Exercise instructions:
1) Reproduce the thread on causation word for word, everything from "As David Hume" down to "would be helpful.".
2) Answer these questions from the thread on causation:
(a) What is the title of the Judea Pearl book that Bipin Chadha recommends?
(b) Which R package is named for building VAR models and testing?
(c) In the simulation example, how many observations and how many variables are used?

Passage provided:
^^^^^^^^^^^^^^^^

What are the techniques to discriminate between coincidences, correlations, and real causation? Also, if you have a model where the response is highly correlated to (say) 5 non-causal variables and 2 direct causal variables, how do you assign a weight to the two causal variables?
Can you provide examples of successful cause detection? In which contexts is it important to detect the true causes? In which context causation can be ignored as long as your predictive model generates great ROI?
As an illustration, you can predict chances of lung cancer within the next 5 years, for a given individual, either as a function of daily consumption of cigarettes, or as a function of electricity bill. Both are great predictors: the first one is a cause. The second one is not, but it is linked to age (the older you get, the more expensive commodities are due to inflation) and thus is a very indirect (non-causal) factor for lung cancer.
A few great answers from our LinkedIn groups:
Another great answer from Bipin Chadha:
Best book that I have seen so far on the topic is - Causality by Judea Pearl. He discusses this topic in a lot of detail - direct, indirect, confounding, counterfactuals, etc.
Please note that the causal model is interested in describing the mechanism (why something is happening) – essentially a deeper understanding than is possible through correlation analysis.
The technique that I have used often is roughly described as:
Also, if you are dealing with more than 200 variables, you will find correlations that look significant (from a statistical point of view) but are actually an artifact caused by the large number of variables. Example: simulate 50 observations each with 10,000 variables: each value in each variable being a simulated random number. Chances are you will find, among these 10,000 variables, two that are highly correlated despite the fact that the real correlation between any of these two variables is (by design!) zero.
There are ways to deal with this issue, but this will be the subject of another discussion.
As David Hume tells us, all we observe in the world is constant conjunction. Cause and effect is something we infer, guided by theory and experiments.
Thanks for the insight, some valuable information here. I look forward to exploring some of it.
Vincent Granville said:
A few great answers from our LinkedIn groups:
- David Freedman is the author of an excellent book: "Statistical Models: Theory and Practice" which discusses the issue of causation. It's a very unique stat book in that it really gets into the issue of model assumptions. I highly recommend it. It claims to be introductory but I believe that a semester or two of math stat as a pre-req would be helpful.
- In the time series context, you can run a VAR and then do tests for Granger Causality to see if one variable is really "causing" the other where "causing" is defined by Granger. ( see any of Granger's books for the technical definition of granger causaility ). R has a nice package called vars which makes building VAR models and doing testing extremely straightforward.
- Correlation does not imply causation although where there is causation you will often but not always have correlation. Causality analysis can be done by learning Bayesian Networks from the data. See the excellent tutorial "A Tutorial on Learning With Bayesian Networks" by David Heckerman.
- Stefan Conrady who manages the company called "Bayesia Networks" once told me his methodology can identify causation.
- For time series, seehttp://en.wikipedia.org/wiki/Granger_causality/
- The only way to discriminate between correlation and coincidence is through a controlled experiment that. Design the experiment such that you can test the effect of each parameter independent of the other.

^^^^^^^^^^^^^^^^

Data extract:
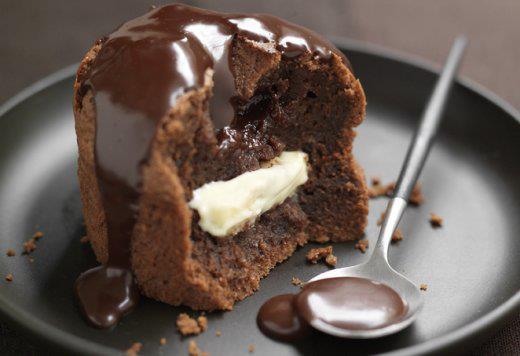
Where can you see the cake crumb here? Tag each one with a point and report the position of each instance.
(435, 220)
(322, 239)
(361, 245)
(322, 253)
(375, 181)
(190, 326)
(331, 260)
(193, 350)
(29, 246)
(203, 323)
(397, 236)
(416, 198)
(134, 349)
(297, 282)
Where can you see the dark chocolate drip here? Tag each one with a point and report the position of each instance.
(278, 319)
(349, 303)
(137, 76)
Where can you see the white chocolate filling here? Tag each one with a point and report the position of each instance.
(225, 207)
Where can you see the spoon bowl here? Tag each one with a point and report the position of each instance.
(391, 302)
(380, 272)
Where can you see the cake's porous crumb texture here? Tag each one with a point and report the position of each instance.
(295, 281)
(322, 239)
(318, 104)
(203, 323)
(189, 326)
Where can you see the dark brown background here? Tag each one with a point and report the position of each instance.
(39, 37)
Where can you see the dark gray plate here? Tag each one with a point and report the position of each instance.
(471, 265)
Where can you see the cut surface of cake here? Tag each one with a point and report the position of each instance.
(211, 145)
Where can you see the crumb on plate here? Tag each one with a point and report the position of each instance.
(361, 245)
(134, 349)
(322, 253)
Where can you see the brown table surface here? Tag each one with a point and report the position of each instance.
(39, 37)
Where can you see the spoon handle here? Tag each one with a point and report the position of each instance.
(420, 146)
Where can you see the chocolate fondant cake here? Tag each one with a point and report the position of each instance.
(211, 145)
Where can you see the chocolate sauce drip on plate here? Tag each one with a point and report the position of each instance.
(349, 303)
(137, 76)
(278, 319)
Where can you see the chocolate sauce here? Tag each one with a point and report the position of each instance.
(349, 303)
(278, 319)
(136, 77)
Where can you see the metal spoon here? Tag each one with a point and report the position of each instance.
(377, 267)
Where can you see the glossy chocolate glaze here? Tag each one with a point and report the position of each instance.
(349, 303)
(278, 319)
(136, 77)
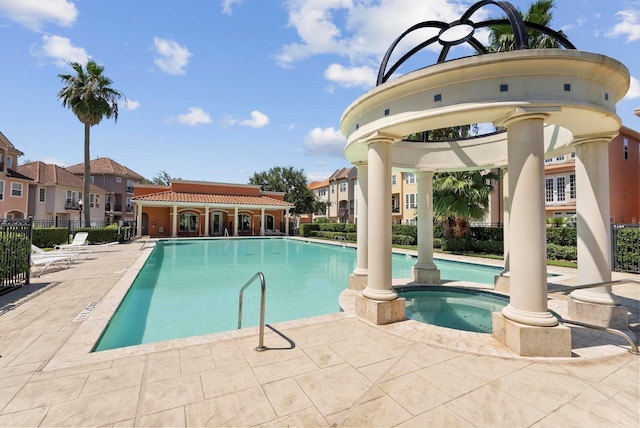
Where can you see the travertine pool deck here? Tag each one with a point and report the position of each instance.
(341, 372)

^^^^^^^^^^^^^^^^

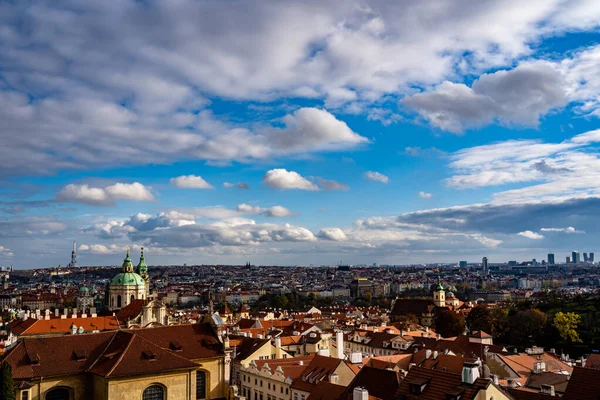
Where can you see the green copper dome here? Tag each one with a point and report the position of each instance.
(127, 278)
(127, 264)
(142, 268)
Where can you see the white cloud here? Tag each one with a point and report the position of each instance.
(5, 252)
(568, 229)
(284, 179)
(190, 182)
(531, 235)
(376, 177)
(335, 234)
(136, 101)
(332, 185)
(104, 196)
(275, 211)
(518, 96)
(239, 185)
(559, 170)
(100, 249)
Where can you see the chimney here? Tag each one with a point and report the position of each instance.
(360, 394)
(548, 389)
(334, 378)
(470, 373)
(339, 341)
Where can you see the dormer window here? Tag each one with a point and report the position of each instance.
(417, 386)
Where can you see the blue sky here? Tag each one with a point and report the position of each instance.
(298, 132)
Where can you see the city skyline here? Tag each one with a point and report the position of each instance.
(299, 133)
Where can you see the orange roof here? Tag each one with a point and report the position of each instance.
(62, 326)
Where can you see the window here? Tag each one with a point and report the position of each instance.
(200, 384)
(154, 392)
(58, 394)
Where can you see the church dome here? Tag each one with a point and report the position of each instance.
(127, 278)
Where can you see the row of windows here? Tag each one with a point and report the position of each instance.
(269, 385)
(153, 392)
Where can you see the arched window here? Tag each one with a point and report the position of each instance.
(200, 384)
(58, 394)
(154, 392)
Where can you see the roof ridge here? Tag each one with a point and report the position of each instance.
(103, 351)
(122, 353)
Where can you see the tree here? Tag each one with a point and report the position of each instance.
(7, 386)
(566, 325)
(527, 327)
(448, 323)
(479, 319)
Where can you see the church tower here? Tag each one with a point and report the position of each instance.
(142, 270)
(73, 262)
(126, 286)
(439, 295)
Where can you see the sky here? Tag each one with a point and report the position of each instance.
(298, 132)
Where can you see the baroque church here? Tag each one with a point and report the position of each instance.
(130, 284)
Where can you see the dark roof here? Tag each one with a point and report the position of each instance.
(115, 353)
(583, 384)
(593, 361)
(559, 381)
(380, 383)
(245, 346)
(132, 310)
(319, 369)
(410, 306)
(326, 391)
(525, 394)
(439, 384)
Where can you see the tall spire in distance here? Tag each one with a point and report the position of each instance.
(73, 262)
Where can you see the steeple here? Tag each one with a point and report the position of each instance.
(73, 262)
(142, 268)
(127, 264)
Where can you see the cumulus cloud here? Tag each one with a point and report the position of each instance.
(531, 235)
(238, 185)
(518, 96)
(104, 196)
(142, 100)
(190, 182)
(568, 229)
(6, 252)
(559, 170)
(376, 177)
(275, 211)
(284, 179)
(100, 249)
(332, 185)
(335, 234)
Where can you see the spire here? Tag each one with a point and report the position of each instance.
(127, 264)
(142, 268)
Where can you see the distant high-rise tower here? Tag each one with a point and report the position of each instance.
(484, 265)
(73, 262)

^^^^^^^^^^^^^^^^

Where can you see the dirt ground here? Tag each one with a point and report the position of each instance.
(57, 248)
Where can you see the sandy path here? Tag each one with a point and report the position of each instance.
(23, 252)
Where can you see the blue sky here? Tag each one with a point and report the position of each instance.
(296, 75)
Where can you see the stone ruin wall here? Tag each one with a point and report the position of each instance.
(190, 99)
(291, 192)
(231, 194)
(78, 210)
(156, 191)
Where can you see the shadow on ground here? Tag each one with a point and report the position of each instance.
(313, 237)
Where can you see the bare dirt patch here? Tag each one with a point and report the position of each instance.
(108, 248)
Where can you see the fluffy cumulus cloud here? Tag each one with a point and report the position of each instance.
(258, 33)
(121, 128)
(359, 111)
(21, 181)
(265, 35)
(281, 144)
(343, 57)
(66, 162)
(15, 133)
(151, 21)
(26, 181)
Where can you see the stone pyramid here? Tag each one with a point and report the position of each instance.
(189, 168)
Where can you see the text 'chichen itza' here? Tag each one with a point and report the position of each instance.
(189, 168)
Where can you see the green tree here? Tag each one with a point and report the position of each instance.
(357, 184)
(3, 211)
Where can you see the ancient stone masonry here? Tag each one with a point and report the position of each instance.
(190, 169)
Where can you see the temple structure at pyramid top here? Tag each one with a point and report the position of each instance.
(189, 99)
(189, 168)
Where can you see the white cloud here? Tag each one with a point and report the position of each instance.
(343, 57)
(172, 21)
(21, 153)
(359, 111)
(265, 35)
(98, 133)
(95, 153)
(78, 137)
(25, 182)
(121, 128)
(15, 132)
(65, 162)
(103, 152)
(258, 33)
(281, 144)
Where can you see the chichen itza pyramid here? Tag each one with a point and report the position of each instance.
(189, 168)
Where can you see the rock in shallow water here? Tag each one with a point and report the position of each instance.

^^^^^^^^^^^^^^^^

Solutions by task:
1)
As David Hume tells us, all we observe in the world is constant conjunction. Cause and effect is something we infer, guided by theory and experiments.
Thanks for the insight, some valuable information here. I look forward to exploring some of it.
Vincent Granville said:
A few great answers from our LinkedIn groups:
- David Freedman is the author of an excellent book: "Statistical Models: Theory and Practice" which discusses the issue of causation. It's a very unique stat book in that it really gets into the issue of model assumptions. I highly recommend it. It claims to be introductory but I believe that a semester or two of math stat as a pre-req would be helpful.

2)
(a) Causality
(b) vars
(c) 50 observations, each with 10,000 variables